- **Work order 1**: Select and copy each line in the entries below that contains the word "negative".

═══ Text block

The following description of the particular terms of the 0.625% notes, the 1.200% notes and the 1.875% notes supplements the more general description of the debt securities contained in the accompanying prospectus. If there are any inconsistencies between the information in this section and the information in the prospectus, the information in this section controls.

Investors should read this section together with the section entitled “Description of Debt Securities” in the accompanying prospectus. Any capitalized terms that are defined in the accompanying prospectus have the same meanings in this section unless a different definition appears in this section. References to the “notes” refer to the 0.625% notes, the 1.200% notes and the 1.875% notes, collectively. We qualify the description of the notes by reference to the indenture as described below.

General

The 0.625% notes:

 

 

will be in an aggregate initial principal amount of €800,000,000, subject to our ability to issue additional 0.625% notes which may be of the same series as the 0.625% notes as described under “—Further Issues,”

 

 

will mature on October 30, 2024,

 

 

will bear interest at a rate of 0.625% per annum, payable annually in arrear,

 

 

will be our senior debt, ranking equally with all of our other present and future unsecured and unsubordinated indebtedness,

 

 

will be issued as a separate series under the indenture between us and Deutsche Bank Trust Company Americas, dated as of September 3, 2009, in registered, book-entry form only,

 

 

will be issued in euros in denominations of €100,000 and integral multiples of €1,000 in excess thereof,

 

 

will be repaid at par at maturity,

 

 

will be redeemable by us at any time prior to maturity as described below under “—Optional Redemption” and in connection with certain events involving United States taxation,

 

 

will be subject to defeasance and covenant defeasance, and

 

 

will not be subject to any sinking fund.

══════

- **Work order 2**: Set down the description of the notes above in full, word for word.

═══ Information provided

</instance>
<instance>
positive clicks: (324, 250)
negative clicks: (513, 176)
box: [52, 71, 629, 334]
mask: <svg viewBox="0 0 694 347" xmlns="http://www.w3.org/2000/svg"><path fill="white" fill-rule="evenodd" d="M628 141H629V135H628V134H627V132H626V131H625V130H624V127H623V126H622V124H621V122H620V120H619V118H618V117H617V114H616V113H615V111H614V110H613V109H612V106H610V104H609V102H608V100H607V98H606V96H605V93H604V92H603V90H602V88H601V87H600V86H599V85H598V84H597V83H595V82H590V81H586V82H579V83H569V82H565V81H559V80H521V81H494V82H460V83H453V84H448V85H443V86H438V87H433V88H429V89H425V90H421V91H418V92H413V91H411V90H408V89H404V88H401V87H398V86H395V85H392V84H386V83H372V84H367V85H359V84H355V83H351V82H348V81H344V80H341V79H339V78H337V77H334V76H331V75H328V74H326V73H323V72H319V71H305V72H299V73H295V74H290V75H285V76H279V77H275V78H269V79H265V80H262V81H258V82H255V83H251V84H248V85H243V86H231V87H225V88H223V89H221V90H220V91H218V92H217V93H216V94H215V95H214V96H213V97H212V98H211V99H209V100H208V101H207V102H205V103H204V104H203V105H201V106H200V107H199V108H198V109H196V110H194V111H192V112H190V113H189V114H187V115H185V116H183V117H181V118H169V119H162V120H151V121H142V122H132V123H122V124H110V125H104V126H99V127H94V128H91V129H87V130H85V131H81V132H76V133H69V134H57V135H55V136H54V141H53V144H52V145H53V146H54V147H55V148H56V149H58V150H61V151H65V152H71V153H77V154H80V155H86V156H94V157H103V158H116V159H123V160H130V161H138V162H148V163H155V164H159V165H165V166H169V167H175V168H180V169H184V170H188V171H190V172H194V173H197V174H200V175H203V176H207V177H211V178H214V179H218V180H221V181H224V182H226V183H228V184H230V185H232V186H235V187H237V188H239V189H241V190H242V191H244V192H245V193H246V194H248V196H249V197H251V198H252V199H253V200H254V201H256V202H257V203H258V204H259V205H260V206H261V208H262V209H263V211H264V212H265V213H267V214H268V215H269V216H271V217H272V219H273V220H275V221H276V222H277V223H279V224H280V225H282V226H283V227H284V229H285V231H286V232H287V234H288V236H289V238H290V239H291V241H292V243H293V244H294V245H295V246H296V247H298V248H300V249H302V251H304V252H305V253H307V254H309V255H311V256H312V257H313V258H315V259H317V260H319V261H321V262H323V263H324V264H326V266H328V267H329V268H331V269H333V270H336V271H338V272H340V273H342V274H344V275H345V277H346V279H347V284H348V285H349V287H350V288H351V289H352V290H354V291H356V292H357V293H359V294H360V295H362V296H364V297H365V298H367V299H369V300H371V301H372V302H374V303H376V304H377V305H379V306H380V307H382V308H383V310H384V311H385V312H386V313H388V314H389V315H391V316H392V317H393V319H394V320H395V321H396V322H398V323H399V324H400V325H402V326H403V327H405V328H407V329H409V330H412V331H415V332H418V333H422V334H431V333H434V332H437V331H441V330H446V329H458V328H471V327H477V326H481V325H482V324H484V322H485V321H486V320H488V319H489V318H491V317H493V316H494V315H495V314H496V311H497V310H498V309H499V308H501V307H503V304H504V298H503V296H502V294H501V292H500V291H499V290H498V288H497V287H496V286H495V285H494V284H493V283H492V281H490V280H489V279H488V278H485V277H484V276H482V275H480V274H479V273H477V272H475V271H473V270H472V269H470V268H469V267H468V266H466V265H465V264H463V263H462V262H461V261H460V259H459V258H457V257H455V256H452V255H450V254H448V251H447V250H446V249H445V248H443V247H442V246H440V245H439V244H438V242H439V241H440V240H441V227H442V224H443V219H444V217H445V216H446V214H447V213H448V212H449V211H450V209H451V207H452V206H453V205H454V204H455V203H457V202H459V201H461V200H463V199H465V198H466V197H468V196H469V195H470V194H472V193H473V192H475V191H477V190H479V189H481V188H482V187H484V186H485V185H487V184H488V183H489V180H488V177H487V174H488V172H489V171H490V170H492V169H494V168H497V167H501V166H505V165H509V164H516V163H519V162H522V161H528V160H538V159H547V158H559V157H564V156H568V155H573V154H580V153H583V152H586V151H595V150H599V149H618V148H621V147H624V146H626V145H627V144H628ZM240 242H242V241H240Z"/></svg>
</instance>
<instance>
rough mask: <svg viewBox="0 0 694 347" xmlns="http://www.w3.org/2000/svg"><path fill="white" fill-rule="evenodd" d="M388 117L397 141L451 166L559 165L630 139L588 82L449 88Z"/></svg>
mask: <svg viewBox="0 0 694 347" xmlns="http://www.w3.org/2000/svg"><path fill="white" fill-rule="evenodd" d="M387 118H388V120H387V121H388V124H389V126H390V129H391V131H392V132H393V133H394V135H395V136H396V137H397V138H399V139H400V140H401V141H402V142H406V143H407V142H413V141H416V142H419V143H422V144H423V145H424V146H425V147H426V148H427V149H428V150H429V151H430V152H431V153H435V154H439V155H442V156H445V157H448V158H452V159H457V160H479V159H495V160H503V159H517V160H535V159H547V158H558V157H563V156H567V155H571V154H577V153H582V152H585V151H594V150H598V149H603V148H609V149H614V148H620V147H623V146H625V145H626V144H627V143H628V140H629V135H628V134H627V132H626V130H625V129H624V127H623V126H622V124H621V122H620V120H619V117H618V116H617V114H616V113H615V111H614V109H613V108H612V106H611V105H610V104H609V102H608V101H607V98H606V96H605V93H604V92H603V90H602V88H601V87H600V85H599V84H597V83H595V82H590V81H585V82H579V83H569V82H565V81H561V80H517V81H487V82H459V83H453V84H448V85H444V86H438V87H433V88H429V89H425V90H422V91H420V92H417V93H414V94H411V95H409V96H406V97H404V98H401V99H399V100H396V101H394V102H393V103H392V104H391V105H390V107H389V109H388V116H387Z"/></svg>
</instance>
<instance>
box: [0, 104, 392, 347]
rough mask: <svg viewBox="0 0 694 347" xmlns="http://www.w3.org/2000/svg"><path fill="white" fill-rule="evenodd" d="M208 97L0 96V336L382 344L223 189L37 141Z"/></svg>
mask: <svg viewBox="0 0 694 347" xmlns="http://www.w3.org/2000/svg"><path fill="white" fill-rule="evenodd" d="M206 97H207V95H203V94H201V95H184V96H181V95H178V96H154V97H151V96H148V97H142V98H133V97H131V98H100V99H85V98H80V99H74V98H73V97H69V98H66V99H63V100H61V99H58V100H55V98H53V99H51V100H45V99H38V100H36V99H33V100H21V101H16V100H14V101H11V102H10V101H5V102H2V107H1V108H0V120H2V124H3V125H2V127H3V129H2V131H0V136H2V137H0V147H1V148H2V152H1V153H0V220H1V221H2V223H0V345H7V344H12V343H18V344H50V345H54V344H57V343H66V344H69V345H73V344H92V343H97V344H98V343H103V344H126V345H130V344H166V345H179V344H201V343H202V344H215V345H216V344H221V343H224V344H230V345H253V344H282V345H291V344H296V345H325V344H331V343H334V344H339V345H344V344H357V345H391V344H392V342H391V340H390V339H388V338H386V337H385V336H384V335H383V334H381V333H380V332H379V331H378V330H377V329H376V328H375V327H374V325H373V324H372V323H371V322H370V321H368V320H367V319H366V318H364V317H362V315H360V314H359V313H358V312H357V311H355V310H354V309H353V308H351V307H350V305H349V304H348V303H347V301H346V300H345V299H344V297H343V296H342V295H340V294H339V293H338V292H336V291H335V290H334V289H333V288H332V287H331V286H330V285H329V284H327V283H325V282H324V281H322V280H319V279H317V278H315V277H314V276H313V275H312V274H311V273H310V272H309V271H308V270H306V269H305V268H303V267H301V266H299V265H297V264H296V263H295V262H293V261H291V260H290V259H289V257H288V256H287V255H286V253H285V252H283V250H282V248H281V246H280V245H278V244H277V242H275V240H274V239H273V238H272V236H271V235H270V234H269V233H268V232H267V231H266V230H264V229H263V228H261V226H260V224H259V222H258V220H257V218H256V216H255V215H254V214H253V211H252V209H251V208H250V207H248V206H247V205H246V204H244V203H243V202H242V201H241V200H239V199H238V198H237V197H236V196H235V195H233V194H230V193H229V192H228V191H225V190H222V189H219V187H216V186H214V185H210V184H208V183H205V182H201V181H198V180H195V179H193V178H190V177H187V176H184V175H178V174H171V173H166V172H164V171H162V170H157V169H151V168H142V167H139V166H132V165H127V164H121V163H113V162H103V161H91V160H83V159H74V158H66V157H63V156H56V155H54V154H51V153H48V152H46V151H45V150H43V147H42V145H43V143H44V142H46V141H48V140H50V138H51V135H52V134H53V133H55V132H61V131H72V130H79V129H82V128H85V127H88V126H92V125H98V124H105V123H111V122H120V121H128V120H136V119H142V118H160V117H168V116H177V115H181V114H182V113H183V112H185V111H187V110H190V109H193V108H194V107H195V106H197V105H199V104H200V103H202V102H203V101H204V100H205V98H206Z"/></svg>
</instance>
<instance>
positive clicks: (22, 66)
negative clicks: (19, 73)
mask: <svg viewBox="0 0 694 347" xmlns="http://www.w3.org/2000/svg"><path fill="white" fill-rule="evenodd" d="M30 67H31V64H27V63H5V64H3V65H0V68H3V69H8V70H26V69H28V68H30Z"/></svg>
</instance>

══════
═══ Information provided

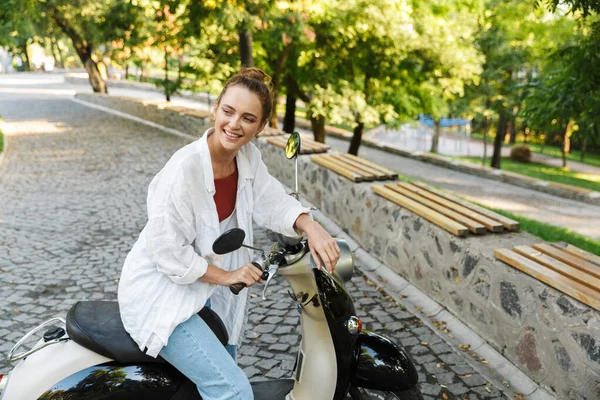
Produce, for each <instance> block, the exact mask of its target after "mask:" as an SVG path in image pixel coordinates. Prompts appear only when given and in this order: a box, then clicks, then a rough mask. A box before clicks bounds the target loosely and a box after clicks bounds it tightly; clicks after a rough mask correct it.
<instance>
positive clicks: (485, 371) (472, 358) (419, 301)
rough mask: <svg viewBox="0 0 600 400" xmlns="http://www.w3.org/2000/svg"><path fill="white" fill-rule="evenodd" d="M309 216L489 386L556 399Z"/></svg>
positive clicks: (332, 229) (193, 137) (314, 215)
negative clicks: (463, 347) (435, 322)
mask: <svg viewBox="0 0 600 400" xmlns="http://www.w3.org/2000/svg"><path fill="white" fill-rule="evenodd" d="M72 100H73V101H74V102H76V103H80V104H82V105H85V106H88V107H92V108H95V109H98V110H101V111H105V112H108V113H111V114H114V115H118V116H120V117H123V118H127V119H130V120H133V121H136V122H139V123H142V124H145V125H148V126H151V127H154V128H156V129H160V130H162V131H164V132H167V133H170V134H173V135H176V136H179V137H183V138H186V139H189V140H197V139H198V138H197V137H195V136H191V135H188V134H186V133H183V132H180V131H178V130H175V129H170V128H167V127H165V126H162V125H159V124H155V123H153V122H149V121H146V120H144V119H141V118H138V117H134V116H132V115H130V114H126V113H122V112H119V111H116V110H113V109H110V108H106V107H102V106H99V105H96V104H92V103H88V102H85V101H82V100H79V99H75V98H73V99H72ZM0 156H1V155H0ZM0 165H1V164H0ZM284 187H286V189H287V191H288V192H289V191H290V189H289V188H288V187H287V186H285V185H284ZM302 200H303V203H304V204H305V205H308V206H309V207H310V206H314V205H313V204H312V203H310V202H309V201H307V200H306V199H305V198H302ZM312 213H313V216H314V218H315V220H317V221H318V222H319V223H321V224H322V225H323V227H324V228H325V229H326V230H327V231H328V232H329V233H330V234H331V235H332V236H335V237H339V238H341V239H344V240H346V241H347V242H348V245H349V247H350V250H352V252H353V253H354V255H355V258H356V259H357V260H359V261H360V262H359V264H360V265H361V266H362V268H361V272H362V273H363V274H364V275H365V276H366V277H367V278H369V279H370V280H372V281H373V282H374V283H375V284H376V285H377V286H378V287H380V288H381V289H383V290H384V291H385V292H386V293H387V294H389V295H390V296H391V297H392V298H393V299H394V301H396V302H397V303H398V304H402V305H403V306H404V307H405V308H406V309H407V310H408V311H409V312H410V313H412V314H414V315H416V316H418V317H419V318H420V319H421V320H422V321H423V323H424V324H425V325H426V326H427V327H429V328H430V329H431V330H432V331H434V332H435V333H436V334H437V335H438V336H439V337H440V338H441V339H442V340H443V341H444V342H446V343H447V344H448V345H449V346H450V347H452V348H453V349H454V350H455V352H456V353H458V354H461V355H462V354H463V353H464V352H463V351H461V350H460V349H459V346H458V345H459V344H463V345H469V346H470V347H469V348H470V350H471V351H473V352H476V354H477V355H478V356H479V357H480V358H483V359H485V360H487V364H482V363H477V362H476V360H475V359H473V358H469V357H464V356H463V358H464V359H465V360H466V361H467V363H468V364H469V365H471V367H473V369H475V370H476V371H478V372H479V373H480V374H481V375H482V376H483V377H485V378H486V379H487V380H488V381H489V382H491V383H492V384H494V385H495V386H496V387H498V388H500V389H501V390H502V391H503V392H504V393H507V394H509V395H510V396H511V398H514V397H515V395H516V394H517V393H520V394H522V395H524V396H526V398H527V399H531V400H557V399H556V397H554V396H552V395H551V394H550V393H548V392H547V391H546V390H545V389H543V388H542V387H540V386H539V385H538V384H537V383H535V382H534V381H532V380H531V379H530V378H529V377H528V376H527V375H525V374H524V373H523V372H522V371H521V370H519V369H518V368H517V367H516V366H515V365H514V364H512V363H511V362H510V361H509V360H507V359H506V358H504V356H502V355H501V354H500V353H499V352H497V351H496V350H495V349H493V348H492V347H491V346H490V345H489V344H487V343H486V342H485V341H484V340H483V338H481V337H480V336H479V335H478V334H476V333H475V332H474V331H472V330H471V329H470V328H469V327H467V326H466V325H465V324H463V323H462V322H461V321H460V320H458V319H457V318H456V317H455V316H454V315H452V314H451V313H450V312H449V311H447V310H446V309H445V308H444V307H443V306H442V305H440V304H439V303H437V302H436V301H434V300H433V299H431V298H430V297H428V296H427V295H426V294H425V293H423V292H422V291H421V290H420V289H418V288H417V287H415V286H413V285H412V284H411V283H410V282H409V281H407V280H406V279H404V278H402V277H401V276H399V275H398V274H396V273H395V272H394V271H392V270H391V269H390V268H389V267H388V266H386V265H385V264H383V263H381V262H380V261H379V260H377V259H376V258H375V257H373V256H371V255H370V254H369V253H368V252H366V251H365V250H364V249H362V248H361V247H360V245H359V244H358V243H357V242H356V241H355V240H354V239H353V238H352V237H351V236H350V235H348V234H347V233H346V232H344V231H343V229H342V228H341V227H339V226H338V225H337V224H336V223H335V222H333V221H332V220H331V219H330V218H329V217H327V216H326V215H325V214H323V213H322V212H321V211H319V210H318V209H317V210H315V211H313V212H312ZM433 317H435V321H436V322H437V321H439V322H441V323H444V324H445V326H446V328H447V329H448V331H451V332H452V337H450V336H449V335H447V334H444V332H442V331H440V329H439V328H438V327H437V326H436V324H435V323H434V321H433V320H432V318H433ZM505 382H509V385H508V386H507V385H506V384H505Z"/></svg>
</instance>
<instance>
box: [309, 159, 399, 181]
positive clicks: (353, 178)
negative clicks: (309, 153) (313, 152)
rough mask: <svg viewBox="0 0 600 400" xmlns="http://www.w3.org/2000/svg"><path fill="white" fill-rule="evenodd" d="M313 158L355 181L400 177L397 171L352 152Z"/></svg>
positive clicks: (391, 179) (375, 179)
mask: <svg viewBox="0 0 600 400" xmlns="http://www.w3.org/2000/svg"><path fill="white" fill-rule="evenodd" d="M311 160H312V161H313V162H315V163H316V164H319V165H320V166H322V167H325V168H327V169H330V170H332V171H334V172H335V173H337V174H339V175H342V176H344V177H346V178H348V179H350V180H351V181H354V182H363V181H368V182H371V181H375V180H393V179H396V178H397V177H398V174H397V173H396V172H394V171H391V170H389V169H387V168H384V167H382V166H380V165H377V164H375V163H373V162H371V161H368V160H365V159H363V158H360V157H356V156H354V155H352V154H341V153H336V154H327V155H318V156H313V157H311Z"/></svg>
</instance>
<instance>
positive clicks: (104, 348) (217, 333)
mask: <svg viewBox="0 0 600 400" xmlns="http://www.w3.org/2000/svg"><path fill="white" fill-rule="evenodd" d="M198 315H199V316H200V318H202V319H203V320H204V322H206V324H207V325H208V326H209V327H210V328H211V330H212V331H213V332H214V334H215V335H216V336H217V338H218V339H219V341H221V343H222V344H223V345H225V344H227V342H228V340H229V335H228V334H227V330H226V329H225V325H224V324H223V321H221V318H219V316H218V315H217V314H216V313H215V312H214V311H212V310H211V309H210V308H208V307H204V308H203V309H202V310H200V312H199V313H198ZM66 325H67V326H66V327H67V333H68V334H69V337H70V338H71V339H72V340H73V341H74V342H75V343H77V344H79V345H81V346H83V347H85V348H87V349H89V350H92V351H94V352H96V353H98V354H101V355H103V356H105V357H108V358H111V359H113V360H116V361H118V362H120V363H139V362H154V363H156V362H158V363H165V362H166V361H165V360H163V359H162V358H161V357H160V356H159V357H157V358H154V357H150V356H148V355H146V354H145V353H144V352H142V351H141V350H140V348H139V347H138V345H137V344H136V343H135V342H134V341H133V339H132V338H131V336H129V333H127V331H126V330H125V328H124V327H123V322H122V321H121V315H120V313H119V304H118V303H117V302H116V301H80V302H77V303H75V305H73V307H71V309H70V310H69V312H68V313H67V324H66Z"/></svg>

══════

- **Result 1**:
negative clicks: (513, 176)
negative clicks: (19, 73)
negative clicks: (463, 347) (435, 322)
negative clicks: (309, 153) (313, 152)

- **Result 2**:
The following description of the particular terms of the 0.625% notes, the 1.200% notes and the 1.875% notes supplements the more general description of the debt securities contained in the accompanying prospectus. If there are any inconsistencies between the information in this section and the information in the prospectus, the information in this section controls.

Investors should read this section together with the section entitled “Description of Debt Securities” in the accompanying prospectus. Any capitalized terms that are defined in the accompanying prospectus have the same meanings in this section unless a different definition appears in this section. References to the “notes” refer to the 0.625% notes, the 1.200% notes and the 1.875% notes, collectively. We qualify the description of the notes by reference to the indenture as described below.

General

The 0.625% notes:

 

 

will be in an aggregate initial principal amount of €800,000,000, subject to our ability to issue additional 0.625% notes which may be of the same series as the 0.625% notes as described under “—Further Issues,”

 

 

will mature on October 30, 2024,

 

 

will bear interest at a rate of 0.625% per annum, payable annually in arrear,

 

 

will be our senior debt, ranking equally with all of our other present and future unsecured and unsubordinated indebtedness,

 

 

will be issued as a separate series under the indenture between us and Deutsche Bank Trust Company Americas, dated as of September 3, 2009, in registered, book-entry form only,

 

 

will be issued in euros in denominations of €100,000 and integral multiples of €1,000 in excess thereof,

 

 

will be repaid at par at maturity,

 

 

will be redeemable by us at any time prior to maturity as described below under “—Optional Redemption” and in connection with certain events involving United States taxation,

 

 

will be subject to defeasance and covenant defeasance, and

 

 

will not be subject to any sinking fund.